━━━ RECORDS FOR THE EXERCISE

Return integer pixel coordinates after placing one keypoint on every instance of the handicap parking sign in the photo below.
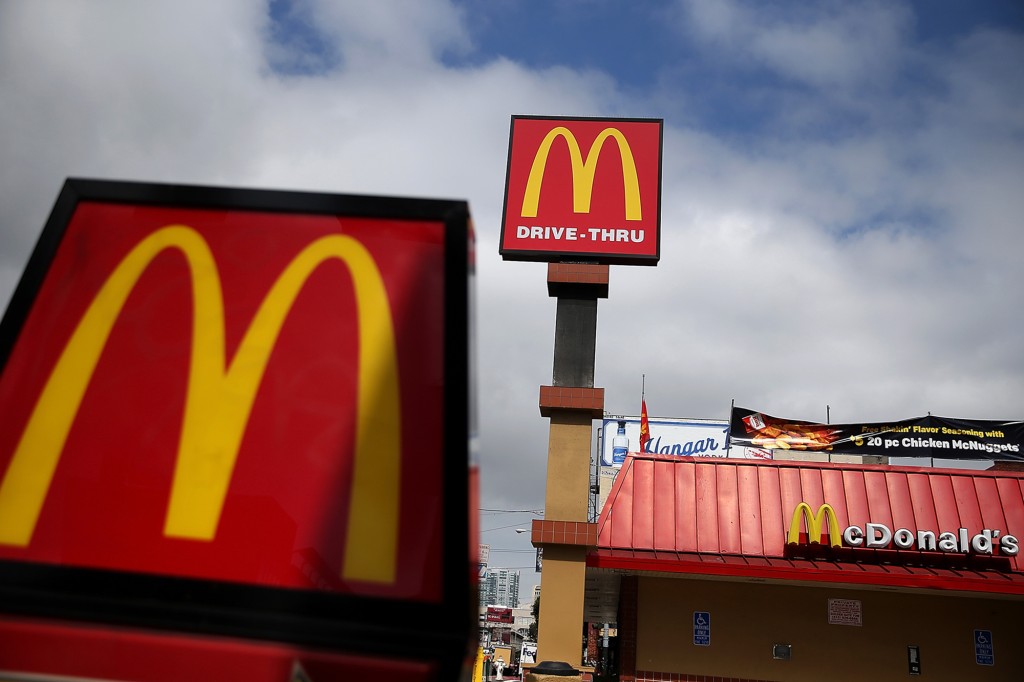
(984, 650)
(701, 628)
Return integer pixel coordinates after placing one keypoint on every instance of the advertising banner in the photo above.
(242, 401)
(500, 614)
(685, 437)
(583, 187)
(925, 436)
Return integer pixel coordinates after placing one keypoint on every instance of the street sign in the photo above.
(701, 628)
(984, 650)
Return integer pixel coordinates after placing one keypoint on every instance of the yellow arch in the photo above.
(583, 172)
(824, 513)
(219, 399)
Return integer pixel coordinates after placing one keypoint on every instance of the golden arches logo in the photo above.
(583, 172)
(814, 521)
(219, 399)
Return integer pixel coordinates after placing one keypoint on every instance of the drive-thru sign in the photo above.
(243, 414)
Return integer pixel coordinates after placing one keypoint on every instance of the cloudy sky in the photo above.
(843, 181)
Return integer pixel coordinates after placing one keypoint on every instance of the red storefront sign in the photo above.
(239, 401)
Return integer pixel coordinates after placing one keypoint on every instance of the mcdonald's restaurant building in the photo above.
(738, 569)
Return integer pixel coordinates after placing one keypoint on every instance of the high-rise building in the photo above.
(500, 588)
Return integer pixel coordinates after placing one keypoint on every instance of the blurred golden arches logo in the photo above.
(815, 521)
(219, 398)
(583, 172)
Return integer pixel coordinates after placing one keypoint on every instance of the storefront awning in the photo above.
(734, 519)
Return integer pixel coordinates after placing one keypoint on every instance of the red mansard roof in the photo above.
(731, 517)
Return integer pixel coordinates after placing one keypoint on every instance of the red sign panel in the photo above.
(583, 188)
(244, 388)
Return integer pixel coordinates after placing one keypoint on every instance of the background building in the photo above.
(500, 588)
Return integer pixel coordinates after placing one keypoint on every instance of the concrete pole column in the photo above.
(571, 403)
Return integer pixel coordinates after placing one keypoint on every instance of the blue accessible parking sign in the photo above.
(984, 650)
(701, 628)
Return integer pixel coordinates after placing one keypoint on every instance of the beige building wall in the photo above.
(748, 619)
(560, 624)
(568, 466)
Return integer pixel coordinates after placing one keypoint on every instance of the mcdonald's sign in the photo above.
(816, 522)
(583, 188)
(255, 398)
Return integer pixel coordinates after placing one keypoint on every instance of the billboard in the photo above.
(241, 402)
(920, 437)
(683, 437)
(586, 188)
(500, 614)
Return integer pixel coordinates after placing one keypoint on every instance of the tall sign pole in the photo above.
(581, 194)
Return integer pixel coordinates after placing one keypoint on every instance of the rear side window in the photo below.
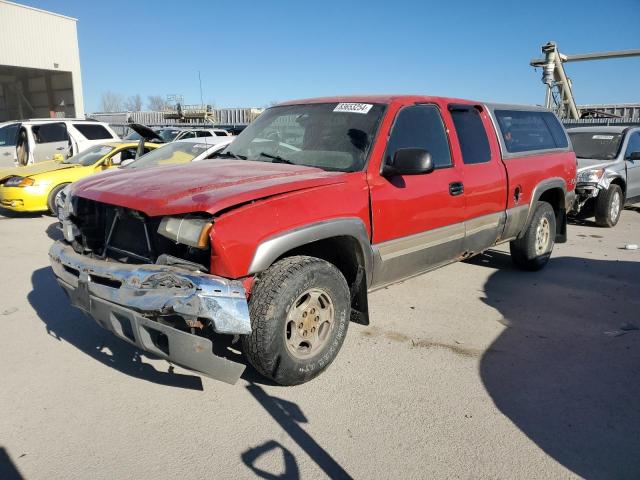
(92, 132)
(50, 132)
(525, 131)
(633, 146)
(8, 135)
(556, 129)
(471, 134)
(420, 126)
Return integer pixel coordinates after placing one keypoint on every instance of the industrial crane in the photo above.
(559, 93)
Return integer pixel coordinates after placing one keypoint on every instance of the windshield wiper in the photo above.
(229, 154)
(276, 158)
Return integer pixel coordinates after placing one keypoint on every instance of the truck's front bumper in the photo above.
(129, 299)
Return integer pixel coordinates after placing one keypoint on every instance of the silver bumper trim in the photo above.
(156, 289)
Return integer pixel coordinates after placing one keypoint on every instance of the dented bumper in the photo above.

━━━━━━

**TASK GOAL**
Rescale the rows from the line with "wall in the photo above." through the end of the rows, reproducing every request and multiplying each keypoint coordinate in the answers by 1.9, rounded to whole numbers with halves rounded up. Leave the pictures out of the answer.

**SOLUTION TO THIS EXERCISE**
Return integer pixel coordinates after placing one keypoint on every instance of the beige building wall in the photo above.
(1421, 1176)
(1064, 1186)
(1079, 885)
Return integer pixel coordinates after placing one keypoint on every instance of the mcdonald's sign in the photo above.
(1550, 992)
(1108, 357)
(485, 756)
Return integer pixel coordinates after placing one keypoint on every instance of the billboard in the photo above.
(458, 764)
(1748, 830)
(1298, 830)
(1113, 357)
(950, 1167)
Return integer pixel coordinates after placing one keypoint on every instance of the tall sign pole in the photo above.
(1104, 369)
Return integer pixel coordinates after placing one keypoint on every instance of the rear side window in the photo below.
(175, 251)
(95, 251)
(998, 249)
(1203, 277)
(15, 257)
(1056, 245)
(895, 255)
(798, 239)
Return integer pixel coordinates after placing one keypoint on every instance of the industrial crane in the photo above.
(1062, 177)
Return integer pixel coordinates after placing one keypoint on every instance of the windshield wiper in the photo above.
(435, 293)
(524, 300)
Return integer pixel coordinates after placing one keypoint on every instance of the truck's front bumper in the photo above.
(245, 568)
Return integer pixel coordinates after placing one keypoint on every instance of the silver bumper trim in the photo above.
(296, 549)
Return integer pixel coordinates after placing one keypoint on every instance of the dented bumper in the photo above.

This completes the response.